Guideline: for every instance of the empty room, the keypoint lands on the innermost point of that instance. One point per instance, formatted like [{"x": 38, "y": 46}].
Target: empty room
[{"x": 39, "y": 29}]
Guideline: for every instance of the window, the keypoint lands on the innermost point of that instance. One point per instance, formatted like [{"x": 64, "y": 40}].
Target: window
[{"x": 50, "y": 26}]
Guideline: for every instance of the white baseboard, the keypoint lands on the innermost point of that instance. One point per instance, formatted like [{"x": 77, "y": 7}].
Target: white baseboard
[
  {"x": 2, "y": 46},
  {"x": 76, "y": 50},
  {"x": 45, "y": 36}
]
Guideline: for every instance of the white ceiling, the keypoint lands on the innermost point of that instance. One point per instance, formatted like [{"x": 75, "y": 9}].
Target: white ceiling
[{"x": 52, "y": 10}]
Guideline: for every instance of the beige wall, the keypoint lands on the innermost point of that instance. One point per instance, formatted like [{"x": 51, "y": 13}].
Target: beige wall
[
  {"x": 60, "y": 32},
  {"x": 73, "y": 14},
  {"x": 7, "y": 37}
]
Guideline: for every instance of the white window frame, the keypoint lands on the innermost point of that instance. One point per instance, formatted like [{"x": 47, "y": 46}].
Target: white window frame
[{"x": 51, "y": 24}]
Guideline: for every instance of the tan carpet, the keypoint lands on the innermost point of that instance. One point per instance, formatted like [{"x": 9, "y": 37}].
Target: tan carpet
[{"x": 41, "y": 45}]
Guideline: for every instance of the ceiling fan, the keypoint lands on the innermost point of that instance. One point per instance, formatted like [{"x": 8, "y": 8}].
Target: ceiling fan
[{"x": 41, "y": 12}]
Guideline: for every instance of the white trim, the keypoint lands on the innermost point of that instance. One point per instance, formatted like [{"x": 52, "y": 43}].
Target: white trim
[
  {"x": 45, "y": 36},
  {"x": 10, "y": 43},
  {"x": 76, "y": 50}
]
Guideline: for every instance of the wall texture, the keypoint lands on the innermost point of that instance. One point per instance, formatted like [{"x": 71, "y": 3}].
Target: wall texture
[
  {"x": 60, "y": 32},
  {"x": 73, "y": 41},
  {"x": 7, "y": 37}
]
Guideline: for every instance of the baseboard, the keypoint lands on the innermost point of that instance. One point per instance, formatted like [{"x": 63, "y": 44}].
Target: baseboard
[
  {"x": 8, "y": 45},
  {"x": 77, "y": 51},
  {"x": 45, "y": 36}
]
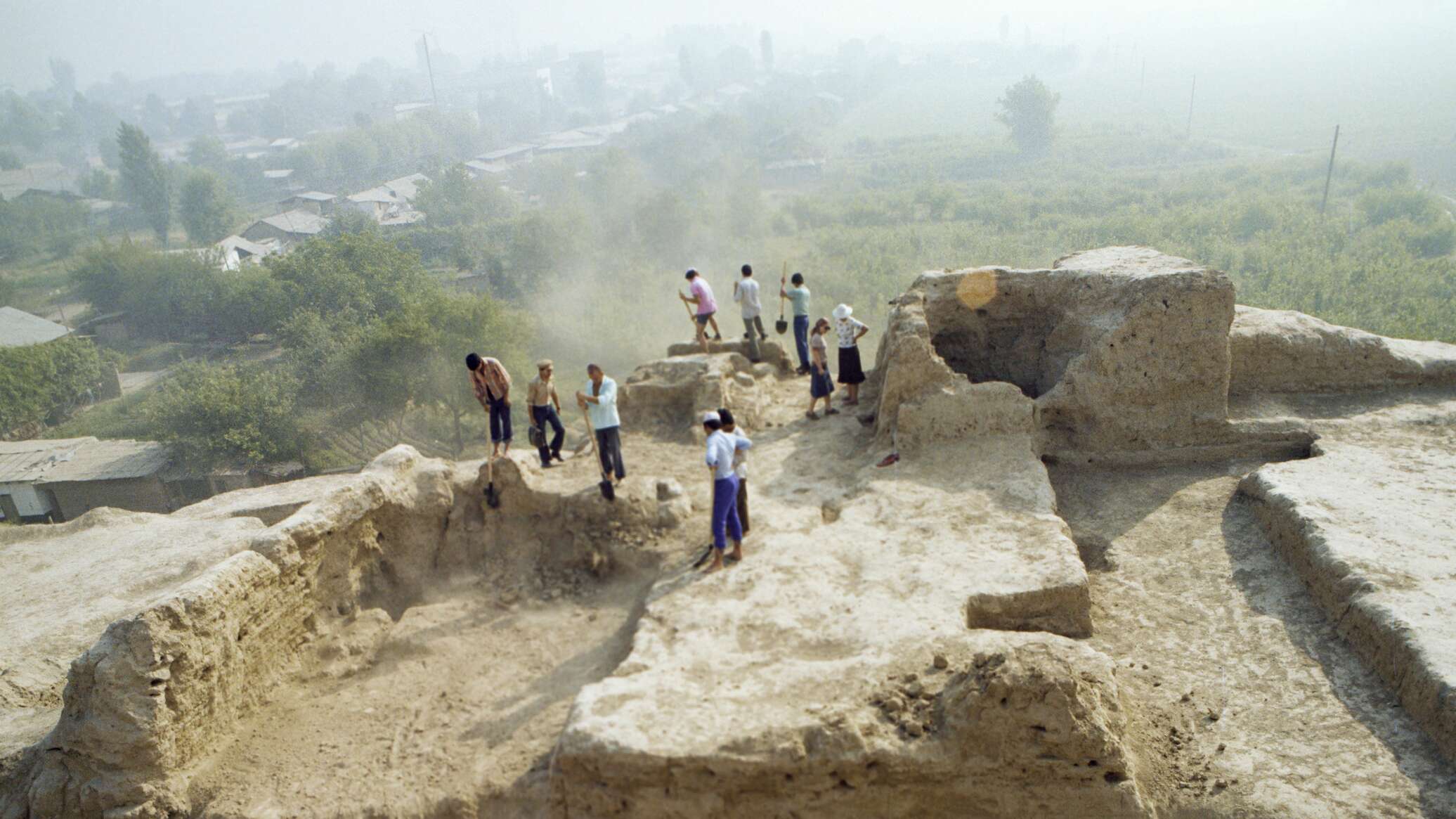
* * * *
Swap each "Target" in the material above for "Label" and leave everything else unchanged. Omit the pictures from your answer.

Task result:
Guideline: for every instance of the empty room, the keypoint lands on the innermost point of that instance. One point per instance, formatted like [{"x": 38, "y": 46}].
Label: empty room
[{"x": 39, "y": 29}]
Guideline: for every instance of the window, the keypoint lands on the innermost point of that instance. One point per instance, formatted like [{"x": 64, "y": 40}].
Label: window
[{"x": 50, "y": 26}]
Guideline: for every instance of the white baseboard, the keypoint lands on the innermost point of that instance. One point per instance, formatted like [{"x": 77, "y": 7}].
Label: white baseboard
[
  {"x": 2, "y": 46},
  {"x": 76, "y": 50},
  {"x": 45, "y": 36}
]
Guideline: for every instance of the white ceiling, the keypoint lands on the innermost point of that instance. One point per instance, formatted like [{"x": 75, "y": 9}].
Label: white ceiling
[{"x": 52, "y": 10}]
Guideline: for every instance of the beige wall, the keypoint lands on the innermost point of that instance. One point per instance, formatted like [{"x": 51, "y": 13}].
Label: beige wall
[
  {"x": 60, "y": 32},
  {"x": 73, "y": 14},
  {"x": 7, "y": 37}
]
Guideline: for every instance of the white window frame, the keypoint lands on the innermost point of that instance. One point per instance, formatted like [{"x": 47, "y": 46}].
Label: white window frame
[{"x": 51, "y": 24}]
Guideline: for every instance of the tan carpet, the keypoint lands on the innermost point of that instance. One point per instance, formatted like [{"x": 9, "y": 37}].
Label: tan carpet
[{"x": 41, "y": 45}]
Guideline: for every instance of the ceiling fan, the keypoint lands on the innermost point of that instance. One point per instance, formatted like [{"x": 8, "y": 8}].
Label: ceiling fan
[{"x": 41, "y": 12}]
Guideline: for every instance of the white trim, the keypoint lands on the innermost point of that instance. One point per instance, formatted like [{"x": 52, "y": 43}].
Label: white trim
[
  {"x": 45, "y": 36},
  {"x": 10, "y": 43},
  {"x": 76, "y": 50}
]
Guideline: for every instance of the wall texture, the keypoint lands on the innermost point of that instance. One point per instance, formatted like [{"x": 71, "y": 3}].
Label: wall texture
[
  {"x": 60, "y": 32},
  {"x": 73, "y": 41},
  {"x": 7, "y": 37}
]
Guideline: for every instance of the baseboard, the keypoint lands on the innermost point of that instance. One point per instance, formatted like [{"x": 63, "y": 44}].
Label: baseboard
[
  {"x": 8, "y": 45},
  {"x": 77, "y": 51},
  {"x": 45, "y": 36}
]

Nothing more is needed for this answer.